───── 本文 ─────

それは財務省が頑として教育への出費を認めないから。
これを文科省と財務省の攻防だとして記事が伝えている。
その対立の構図はざっとこのようになる。
→以下は私の意見。
✔︎文科省が平均64㎡の教室に40人では感染防止に必要な距離を保てない
と言えば、
財務省は40人と30人で感染リスクに差が出るかは疑問だと。
→疑問、というのはだたの感想。科学的な理由が欲しい。
普段どうやって予算編成をしているのか、そもそもの部分で首をかしげてしまうではないか。
✔︎文科省が1人1台端末が配備され、よりきめ細かな指導が必要、
と言えば、
財務省は学級規模縮小の効果はあっても少ない、と。
→説明になっていない。現場に足を運んで言っていることなのか、これこそ疑問。
✔︎文科省が1クラスの人数が主要国より多い(小学校27.2人、中学校32.1人)
と言えば
財務省は少子化で小学校の9割、中学校の7割がすでに35人以下だ、と。
→これは地域などでばらつきがあるから個別の対応が必要だが
全てのクラスが30人以下という目標には程遠いことには変わりない。
詭弁?なんくせ?説明になってませんよ。
✔︎特別な支援の必要な子のためや専科指導のために担任外教員が必要
と言えば
財務省は担任外教員が多く、教員一人当たりの子供の数は主要国なみ
(小学校16.2人、中学校13人)だと。
→この数字には「?」がつく。しかもここの判断は数字だけでは測れないと思う。
人への信頼だったり子供を地域で育てようという空気が薄い日本。
隣に住んでいる人すら知らない、といった他者への無関心が様々な問題を生むような社会。

─────

短い課題 1: エントリの先頭から「120 56 L 119」を含む行までを、その行も含めてすべてそのまま書き写すこと。

───── 提示資料 ─────

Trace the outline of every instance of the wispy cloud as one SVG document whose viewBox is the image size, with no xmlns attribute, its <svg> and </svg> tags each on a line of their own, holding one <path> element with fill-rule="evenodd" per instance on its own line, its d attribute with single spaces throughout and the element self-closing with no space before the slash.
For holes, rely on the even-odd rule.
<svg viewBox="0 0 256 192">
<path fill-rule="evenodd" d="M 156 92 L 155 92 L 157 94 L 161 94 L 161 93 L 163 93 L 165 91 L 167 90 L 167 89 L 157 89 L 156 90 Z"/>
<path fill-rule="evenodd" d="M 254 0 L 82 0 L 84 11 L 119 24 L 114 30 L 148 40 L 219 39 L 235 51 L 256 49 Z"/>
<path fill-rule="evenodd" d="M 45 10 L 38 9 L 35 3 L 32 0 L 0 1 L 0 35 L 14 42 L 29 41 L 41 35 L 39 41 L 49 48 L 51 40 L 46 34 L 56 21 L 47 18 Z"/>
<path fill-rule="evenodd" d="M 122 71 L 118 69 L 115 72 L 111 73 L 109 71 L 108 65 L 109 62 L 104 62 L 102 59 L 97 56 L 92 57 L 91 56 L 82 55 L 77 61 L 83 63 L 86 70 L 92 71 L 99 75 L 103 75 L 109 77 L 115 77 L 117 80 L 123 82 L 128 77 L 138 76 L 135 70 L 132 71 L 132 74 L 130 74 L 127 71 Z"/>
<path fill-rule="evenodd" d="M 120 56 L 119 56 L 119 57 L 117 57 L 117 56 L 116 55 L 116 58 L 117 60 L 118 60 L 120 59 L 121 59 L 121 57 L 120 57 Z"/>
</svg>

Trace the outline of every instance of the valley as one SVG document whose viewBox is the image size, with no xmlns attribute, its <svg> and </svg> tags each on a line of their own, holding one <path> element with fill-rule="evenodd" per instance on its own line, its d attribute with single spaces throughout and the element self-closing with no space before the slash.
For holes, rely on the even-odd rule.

─────

短い課題 2: 本文によると、財務省は少子化によって小学校と中学校のそれぞれ何割がすでに35人以下だとしているか。

解答例 1:
Trace the outline of every instance of the wispy cloud as one SVG document whose viewBox is the image size, with no xmlns attribute, its <svg> and </svg> tags each on a line of their own, holding one <path> element with fill-rule="evenodd" per instance on its own line, its d attribute with single spaces throughout and the element self-closing with no space before the slash.
For holes, rely on the even-odd rule.
<svg viewBox="0 0 256 192">
<path fill-rule="evenodd" d="M 156 92 L 155 92 L 157 94 L 161 94 L 161 93 L 163 93 L 165 91 L 167 90 L 167 89 L 157 89 L 156 90 Z"/>
<path fill-rule="evenodd" d="M 254 0 L 82 0 L 84 11 L 119 24 L 114 30 L 148 40 L 219 39 L 235 51 L 256 49 Z"/>
<path fill-rule="evenodd" d="M 45 10 L 38 9 L 35 3 L 32 0 L 0 1 L 0 35 L 14 42 L 29 41 L 41 35 L 39 41 L 49 48 L 51 40 L 46 34 L 56 21 L 47 18 Z"/>
<path fill-rule="evenodd" d="M 122 71 L 118 69 L 115 72 L 111 73 L 109 71 L 108 65 L 109 62 L 104 62 L 102 59 L 97 56 L 92 57 L 91 56 L 82 55 L 77 61 L 83 63 L 86 70 L 92 71 L 99 75 L 103 75 L 109 77 L 115 77 L 117 80 L 123 82 L 128 77 L 138 76 L 135 70 L 132 71 L 132 74 L 130 74 L 127 71 Z"/>
<path fill-rule="evenodd" d="M 120 56 L 119 56 L 119 57 L 117 57 L 117 56 L 116 55 L 116 58 L 117 60 L 118 60 L 120 59 L 121 59 L 121 57 L 120 57 Z"/>

解答例 2: 小学校の9割、中学校の7割。